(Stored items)
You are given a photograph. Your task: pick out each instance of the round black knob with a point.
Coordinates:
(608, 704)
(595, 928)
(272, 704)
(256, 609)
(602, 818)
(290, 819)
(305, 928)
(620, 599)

Task details →
Present the lines of the material above as a numbered list, omitting any blank lines.

Result of this task →
1. You are given a photograph. Your task: pick out each instance of the round black knob with a point.
2. Coordinates:
3. (608, 704)
4. (595, 928)
5. (272, 704)
6. (256, 609)
7. (602, 818)
8. (290, 819)
9. (305, 928)
10. (620, 599)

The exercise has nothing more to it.